__Document segment__:
Try the simulator
Open the simulator →The Enigma machine was the rotor cipher used by Germany in the Second World War; the Bombe, designed by Alan Turing and Gordon Welchman at Bletchley Park, was the electromechanical machine used to break its messages. This project recreates both in a single interactive panel: a genuine three-rotor Enigma machine with historically accurate wiring (rotors I–V, reflector B) and a plugboard, used to encrypt a message; and a Bombe, used to try to break it, applying the same "golden rule" Turing relied on — on Enigma, no letter can ever encrypt to itself.
This is the second project published in AI-LAB: the entire simulator — cryptographic logic, interface and style — was generated through a dialogue with an Artificial Intelligence model, with no manual coding involved.
How it was built
The project was built with Claude by Anthropic, starting from a natural-language description of the desired result. The technical stack — HTML, CSS and JavaScript for the Enigma rotor logic, the plugboard and the Bombe's attack algorithm — was chosen and implemented entirely by the AI in a single self-contained file, with no server-side dependencies.
What the simulator shows
- Three-rotor Enigma machine, with rotor choice and order, starting position, ring setting and plugboard, to encrypt any message in real time on a keyboard-and-lampboard interface.
- Turing's Bombe: given a ciphertext and a "crib" (a guessed fragment of plaintext), the machine automatically scans possible alignments, discarding any where a letter would encrypt to itself.
- Direct link between the two modules: a message encrypted with Enigma can be sent to the Bombe with a single click, keeping the plaintext hidden for a realistic codebreaking exercise.
- Step-by-step execution log from the Bombe, explaining in plain language every contradiction found and any winning alignment.
Technical note
The rotor and reflector wirings reproduce the historical specifications of the Wehrmacht Enigma I; the Bombe's algorithm is a simplified educational version of the Turing-Welchman method, designed to illustrate its logical principle rather than to perform real cryptanalysis of modern systems.
AI-LAB publishes exploratory projects: this simulator is not part of Valuemate's commercial services portfolio.

(Data records)

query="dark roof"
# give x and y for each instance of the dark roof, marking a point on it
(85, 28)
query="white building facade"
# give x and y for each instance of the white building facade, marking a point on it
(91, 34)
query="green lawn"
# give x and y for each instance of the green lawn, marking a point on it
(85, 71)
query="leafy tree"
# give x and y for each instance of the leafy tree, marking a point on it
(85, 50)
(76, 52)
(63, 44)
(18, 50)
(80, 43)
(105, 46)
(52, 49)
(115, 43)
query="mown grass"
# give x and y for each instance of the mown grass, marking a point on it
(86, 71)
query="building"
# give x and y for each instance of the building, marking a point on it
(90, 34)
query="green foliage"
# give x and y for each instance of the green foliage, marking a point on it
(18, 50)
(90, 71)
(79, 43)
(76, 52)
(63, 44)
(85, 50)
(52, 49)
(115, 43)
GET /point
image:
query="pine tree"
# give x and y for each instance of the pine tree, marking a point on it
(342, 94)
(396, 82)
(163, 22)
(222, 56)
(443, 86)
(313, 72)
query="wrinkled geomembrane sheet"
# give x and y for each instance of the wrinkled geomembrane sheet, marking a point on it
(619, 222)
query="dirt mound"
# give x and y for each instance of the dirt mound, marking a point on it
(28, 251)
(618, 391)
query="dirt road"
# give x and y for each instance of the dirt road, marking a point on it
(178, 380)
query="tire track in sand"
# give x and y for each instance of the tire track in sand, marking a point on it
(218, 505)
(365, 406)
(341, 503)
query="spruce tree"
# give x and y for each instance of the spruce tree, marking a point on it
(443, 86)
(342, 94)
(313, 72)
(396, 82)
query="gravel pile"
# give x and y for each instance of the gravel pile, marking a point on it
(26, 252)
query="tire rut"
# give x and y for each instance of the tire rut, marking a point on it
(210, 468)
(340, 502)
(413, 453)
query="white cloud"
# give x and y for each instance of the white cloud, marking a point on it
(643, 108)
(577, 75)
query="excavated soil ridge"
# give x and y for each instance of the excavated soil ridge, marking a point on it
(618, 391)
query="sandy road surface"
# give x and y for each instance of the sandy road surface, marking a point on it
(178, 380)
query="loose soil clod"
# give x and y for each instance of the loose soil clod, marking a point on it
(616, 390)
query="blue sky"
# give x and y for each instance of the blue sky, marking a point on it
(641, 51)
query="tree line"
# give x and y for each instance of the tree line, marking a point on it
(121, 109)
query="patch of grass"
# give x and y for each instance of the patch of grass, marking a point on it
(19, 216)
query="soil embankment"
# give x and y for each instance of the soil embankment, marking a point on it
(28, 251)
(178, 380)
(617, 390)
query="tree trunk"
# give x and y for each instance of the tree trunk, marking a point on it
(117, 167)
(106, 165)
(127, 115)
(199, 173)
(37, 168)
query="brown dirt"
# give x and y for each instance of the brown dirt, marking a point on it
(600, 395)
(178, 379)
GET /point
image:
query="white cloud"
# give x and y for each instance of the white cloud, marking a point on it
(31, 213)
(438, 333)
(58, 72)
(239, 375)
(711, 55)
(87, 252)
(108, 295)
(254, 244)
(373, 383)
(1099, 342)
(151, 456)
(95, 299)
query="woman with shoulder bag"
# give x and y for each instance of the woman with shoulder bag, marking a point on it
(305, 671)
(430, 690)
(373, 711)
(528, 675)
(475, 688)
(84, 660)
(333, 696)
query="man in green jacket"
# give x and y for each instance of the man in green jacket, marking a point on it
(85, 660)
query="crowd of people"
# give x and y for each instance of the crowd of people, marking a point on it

__Task set__:
**a.** In the Enigma simulator text, copy word for word the passage from "- Direct link" to "commercial services portfolio.".
**b.** According to the Enigma simulator text, who designed the Bombe?
The data have no connection to the Enigma simulator text.

__Set of answers__:
**a.**
- Direct link between the two modules: a message encrypted with Enigma can be sent to the Bombe with a single click, keeping the plaintext hidden for a realistic codebreaking exercise.
- Step-by-step execution log from the Bombe, explaining in plain language every contradiction found and any winning alignment.
Technical note
The rotor and reflector wirings reproduce the historical specifications of the Wehrmacht Enigma I; the Bombe's algorithm is a simplified educational version of the Turing-Welchman method, designed to illustrate its logical principle rather than to perform real cryptanalysis of modern systems.
AI-LAB publishes exploratory projects: this simulator is not part of Valuemate's commercial services portfolio.

**b.** Alan Turing and Gordon Welchman designed the Bombe at Bletchley Park.